- _TEXT SEGMENT_:

* * * * *

Because the rule of law is absent, it is difficult to obtain data on drug production and trade through Syria. But the proof of the rising drug trade can be found in Syria’s neighbours, where the amount of illegal drugs seized on the borders is growing year after year.

Before the Syrian conflict, Jordan anti-narcotics and customs officials seized close to one million Captagon pills a year. In 2015, Jordanian officials seized 50 million capsules, and more than 70 million in 2016 – nearly all coming from Syria and destined for the Jordanian and Gulf markets.

Saudi Arabia, an end destination, has seized 100 million tablets annually for the past two years.

But the threat is not coming from Syria alone.

Synthetic marijuana, laced with highly addictive chemicals and cut with household items ranging from detergent to rat poison, is making its way from China to the streets of Arab capitals.

Sold in slick, attractive packets featuring cartoon animals and exaggerated fonts, synthetic marijuana is being sold for as little as $5 per pack in countries including Jordan, Lebanon and Egypt. Known by names such as Spice, Joker and Strawberry, the drug is being used recreationally in Jordan by children as young as 12.

Due to the lack of a central state and conflict in Yemen, the illicit trade of more traditional drugs such as hashish is reportedly on the rise, with several large-scale attempts to smuggle dozens of kilograms of hashish over its borders with Saudi Arabia.

In Arab countries there has also been an increase in the smuggling of hard drugs, much of it through Syria. Saudi Arabia reported a spike in seizures of cocaine from 4.6 kilograms in 2013 to over 535kg in 2014 and 400kg in a four-month period of 2015.

Many Arab states face a war against drugs on two fronts: at their borders and among drugs rings at home.

* * * * *

- _GOALS_:
• 1. Condense the paragraph of the drug-trade passage beginning "Before the Syrian conflict" into a short bulleted list that keeps its main facts.
• 2. Reproduce verbatim the stretch of the drug-trade passage from "But the threat" through "of Arab capitals.".
The listing that follows the drug-trade passage is not needed for any of the work.

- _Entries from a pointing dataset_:
* * * * *

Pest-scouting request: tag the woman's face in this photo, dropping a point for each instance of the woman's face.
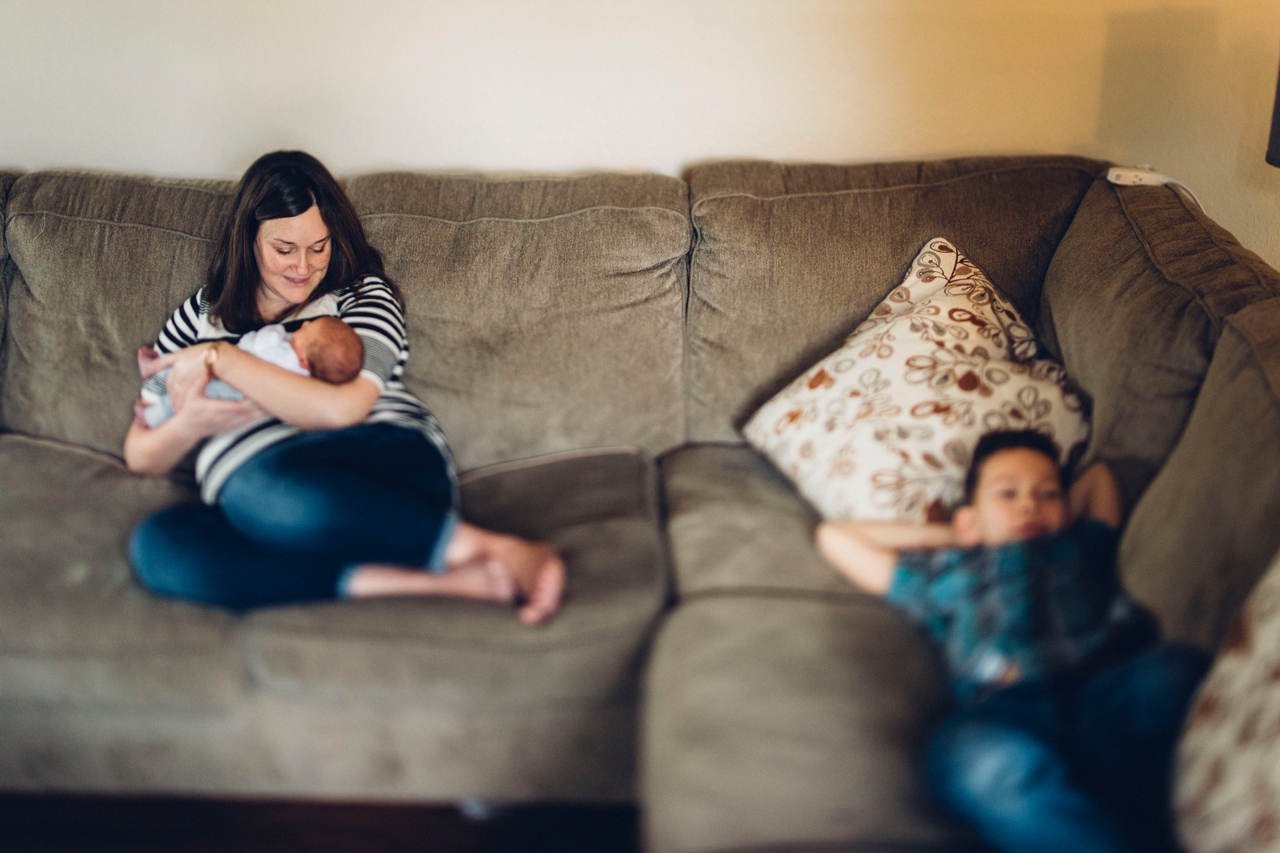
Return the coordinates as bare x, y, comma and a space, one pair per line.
292, 258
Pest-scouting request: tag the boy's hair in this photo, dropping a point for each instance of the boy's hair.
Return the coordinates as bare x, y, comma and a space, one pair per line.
1002, 439
338, 354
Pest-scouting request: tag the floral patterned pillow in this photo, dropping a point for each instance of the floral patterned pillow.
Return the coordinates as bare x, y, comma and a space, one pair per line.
1226, 785
883, 427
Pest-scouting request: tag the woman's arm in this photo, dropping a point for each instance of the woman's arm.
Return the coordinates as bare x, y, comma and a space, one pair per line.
1096, 495
156, 451
302, 401
865, 552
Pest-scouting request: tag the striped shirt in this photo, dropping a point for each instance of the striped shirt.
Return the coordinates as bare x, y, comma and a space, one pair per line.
369, 308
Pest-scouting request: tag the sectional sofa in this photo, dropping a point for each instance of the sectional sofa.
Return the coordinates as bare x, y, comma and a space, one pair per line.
590, 345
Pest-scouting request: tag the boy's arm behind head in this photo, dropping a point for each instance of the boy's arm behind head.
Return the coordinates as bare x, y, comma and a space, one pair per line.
865, 552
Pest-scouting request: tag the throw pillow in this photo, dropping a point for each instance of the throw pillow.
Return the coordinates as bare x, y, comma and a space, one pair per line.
883, 427
1228, 779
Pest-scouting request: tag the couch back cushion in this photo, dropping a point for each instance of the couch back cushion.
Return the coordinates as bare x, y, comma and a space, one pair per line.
1134, 302
100, 263
791, 258
1206, 527
545, 314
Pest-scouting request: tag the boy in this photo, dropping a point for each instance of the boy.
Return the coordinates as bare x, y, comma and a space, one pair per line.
1069, 710
324, 347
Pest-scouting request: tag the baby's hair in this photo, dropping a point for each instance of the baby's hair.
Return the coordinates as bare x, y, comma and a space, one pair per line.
1002, 439
338, 352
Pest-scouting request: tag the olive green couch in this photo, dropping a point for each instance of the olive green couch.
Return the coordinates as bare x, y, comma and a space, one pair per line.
590, 345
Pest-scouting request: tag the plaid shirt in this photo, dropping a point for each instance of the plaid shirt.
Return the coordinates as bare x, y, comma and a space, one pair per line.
1018, 611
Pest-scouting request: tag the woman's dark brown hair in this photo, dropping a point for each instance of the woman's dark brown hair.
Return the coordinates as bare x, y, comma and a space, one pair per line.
279, 186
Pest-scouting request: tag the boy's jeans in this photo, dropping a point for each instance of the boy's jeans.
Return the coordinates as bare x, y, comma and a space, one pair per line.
1078, 767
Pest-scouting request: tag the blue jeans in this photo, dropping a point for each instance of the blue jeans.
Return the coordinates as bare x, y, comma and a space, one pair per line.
296, 515
1078, 766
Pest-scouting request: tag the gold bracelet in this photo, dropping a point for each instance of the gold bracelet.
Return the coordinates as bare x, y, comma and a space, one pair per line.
211, 357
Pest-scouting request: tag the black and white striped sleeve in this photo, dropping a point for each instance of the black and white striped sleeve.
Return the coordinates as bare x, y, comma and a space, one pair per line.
373, 311
181, 329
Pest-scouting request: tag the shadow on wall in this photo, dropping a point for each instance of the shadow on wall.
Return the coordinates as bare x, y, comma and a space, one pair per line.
1178, 100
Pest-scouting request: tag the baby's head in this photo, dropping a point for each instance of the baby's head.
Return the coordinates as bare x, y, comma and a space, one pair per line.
1014, 491
328, 349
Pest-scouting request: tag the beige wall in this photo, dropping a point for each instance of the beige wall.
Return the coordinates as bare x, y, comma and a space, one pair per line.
199, 89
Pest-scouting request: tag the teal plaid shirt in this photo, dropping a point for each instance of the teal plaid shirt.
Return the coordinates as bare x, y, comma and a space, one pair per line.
1018, 611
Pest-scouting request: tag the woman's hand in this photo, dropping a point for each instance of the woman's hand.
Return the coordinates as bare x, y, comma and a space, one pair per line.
196, 416
301, 401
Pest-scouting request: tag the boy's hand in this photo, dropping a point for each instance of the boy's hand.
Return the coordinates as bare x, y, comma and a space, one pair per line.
1096, 495
865, 552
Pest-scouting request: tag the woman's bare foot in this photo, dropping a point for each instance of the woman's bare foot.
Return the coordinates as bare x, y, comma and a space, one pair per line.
534, 568
484, 580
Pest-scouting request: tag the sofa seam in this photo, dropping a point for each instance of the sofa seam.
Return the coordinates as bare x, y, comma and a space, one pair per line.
391, 214
108, 222
812, 596
892, 188
113, 177
1215, 319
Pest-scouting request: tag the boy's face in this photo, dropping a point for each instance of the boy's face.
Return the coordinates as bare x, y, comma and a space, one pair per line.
1018, 496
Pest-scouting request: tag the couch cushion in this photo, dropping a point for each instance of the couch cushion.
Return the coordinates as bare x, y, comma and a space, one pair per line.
789, 724
544, 313
103, 260
790, 259
737, 525
1134, 302
1206, 527
382, 699
74, 626
599, 507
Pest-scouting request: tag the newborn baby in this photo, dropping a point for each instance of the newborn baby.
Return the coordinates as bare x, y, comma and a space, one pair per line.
324, 347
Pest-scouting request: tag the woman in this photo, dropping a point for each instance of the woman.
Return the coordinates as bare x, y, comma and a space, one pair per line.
311, 491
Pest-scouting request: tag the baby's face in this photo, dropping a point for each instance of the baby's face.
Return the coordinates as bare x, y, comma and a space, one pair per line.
1018, 496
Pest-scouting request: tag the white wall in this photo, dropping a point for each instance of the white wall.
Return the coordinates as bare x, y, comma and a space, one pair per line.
200, 89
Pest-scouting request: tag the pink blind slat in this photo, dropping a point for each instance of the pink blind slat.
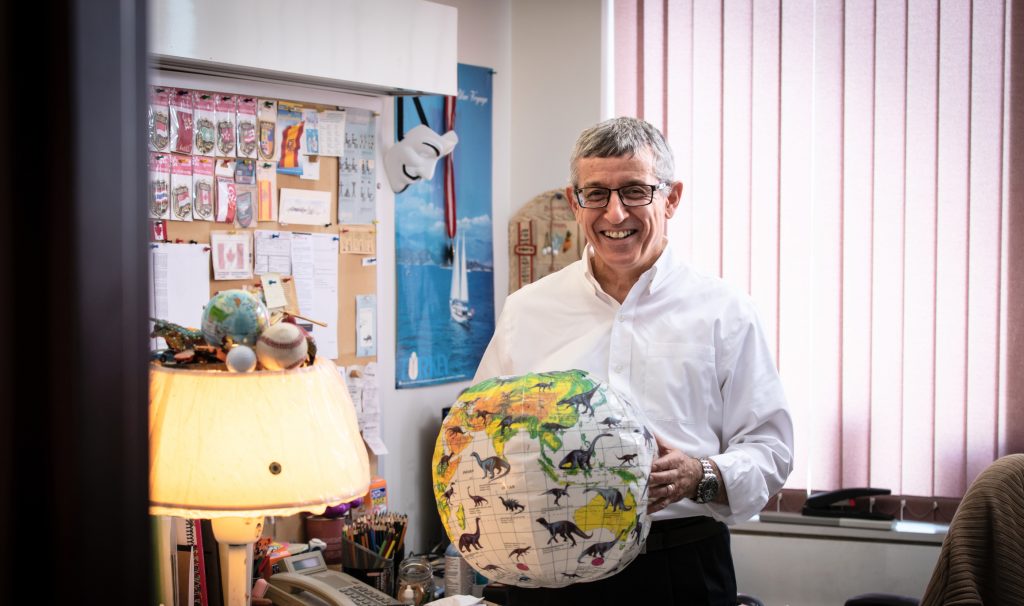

* * * * *

- _RESPONSES PER TASK_:
• 1.
- Before the Syrian conflict, Jordanian anti-narcotics and customs officials seized close to one million Captagon pills a year.
- Jordanian officials seized 50 million capsules in 2015.
- They seized more than 70 million in 2016.
- Nearly all came from Syria and were bound for the Jordanian and Gulf markets.

• 2.
But the threat is not coming from Syria alone.

Synthetic marijuana, laced with highly addictive chemicals and cut with household items ranging from detergent to rat poison, is making its way from China to the streets of Arab capitals.